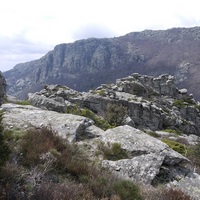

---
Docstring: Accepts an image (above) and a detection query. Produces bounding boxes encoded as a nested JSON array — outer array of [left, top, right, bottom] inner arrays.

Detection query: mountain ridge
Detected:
[[4, 27, 200, 99]]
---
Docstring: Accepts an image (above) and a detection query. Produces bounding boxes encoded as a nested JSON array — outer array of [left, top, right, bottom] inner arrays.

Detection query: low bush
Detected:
[[21, 127, 66, 166], [143, 186, 192, 200], [16, 99, 31, 105], [66, 106, 113, 130], [187, 142, 200, 173], [173, 99, 186, 109], [112, 180, 143, 200], [98, 142, 129, 161], [105, 103, 128, 126], [30, 182, 96, 200]]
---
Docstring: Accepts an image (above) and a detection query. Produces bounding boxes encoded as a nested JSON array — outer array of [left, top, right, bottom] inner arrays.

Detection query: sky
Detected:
[[0, 0, 200, 72]]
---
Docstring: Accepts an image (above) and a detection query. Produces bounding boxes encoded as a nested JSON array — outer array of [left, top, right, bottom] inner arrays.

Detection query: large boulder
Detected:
[[0, 72, 6, 106], [99, 125, 189, 184], [28, 93, 66, 113]]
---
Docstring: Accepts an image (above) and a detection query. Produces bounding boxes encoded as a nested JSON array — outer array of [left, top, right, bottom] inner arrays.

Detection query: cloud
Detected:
[[0, 35, 52, 72], [0, 0, 200, 71]]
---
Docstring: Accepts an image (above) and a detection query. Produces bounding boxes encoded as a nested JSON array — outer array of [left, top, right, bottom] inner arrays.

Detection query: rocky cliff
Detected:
[[4, 27, 200, 99], [3, 73, 200, 199], [0, 72, 6, 106], [29, 73, 200, 135]]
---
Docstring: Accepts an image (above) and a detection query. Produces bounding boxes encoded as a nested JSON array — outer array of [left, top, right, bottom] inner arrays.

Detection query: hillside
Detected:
[[0, 73, 200, 200], [4, 27, 200, 99]]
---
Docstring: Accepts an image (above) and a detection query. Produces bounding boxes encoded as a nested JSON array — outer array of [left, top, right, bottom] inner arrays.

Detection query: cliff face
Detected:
[[4, 27, 200, 99]]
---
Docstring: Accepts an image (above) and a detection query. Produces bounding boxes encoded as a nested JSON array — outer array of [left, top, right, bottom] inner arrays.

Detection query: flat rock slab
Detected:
[[2, 104, 93, 142], [99, 125, 188, 184]]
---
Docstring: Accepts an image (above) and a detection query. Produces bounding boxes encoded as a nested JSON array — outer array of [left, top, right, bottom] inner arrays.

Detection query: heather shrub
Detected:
[[98, 142, 128, 161], [30, 182, 95, 200], [105, 103, 128, 126], [143, 186, 192, 200], [21, 127, 66, 166], [187, 142, 200, 173]]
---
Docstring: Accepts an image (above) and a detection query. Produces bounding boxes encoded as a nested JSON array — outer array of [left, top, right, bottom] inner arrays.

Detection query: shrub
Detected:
[[16, 99, 31, 105], [30, 182, 95, 200], [105, 103, 128, 126], [143, 186, 192, 200], [162, 188, 192, 200], [98, 142, 128, 161], [162, 139, 187, 156], [163, 129, 180, 135], [173, 99, 186, 109], [21, 127, 66, 166], [66, 105, 113, 130], [112, 180, 143, 200], [0, 112, 11, 167], [187, 142, 200, 173]]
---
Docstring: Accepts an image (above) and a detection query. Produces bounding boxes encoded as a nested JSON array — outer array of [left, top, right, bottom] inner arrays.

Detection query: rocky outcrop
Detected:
[[29, 73, 200, 135], [0, 72, 6, 106], [100, 125, 189, 184], [4, 27, 200, 99]]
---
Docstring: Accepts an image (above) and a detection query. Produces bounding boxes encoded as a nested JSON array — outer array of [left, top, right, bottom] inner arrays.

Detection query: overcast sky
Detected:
[[0, 0, 200, 72]]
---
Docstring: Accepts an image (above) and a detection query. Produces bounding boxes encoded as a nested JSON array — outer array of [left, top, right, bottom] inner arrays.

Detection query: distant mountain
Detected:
[[3, 27, 200, 99]]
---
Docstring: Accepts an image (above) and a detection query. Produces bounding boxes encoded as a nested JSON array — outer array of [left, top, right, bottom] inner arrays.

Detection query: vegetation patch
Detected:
[[16, 99, 31, 105], [173, 99, 186, 109], [0, 112, 11, 168], [66, 105, 114, 130], [163, 129, 181, 135], [98, 142, 129, 161], [105, 103, 128, 126], [113, 180, 143, 200]]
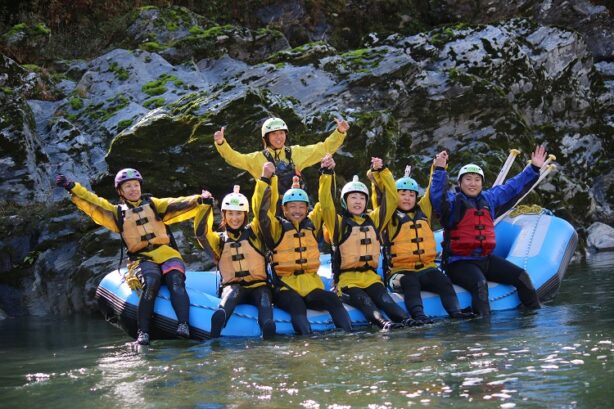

- [Stated exercise]:
How many lines of the listing above contain the string "shrub"? Case counts, and the reply should be only the number.

- [Answer below]:
2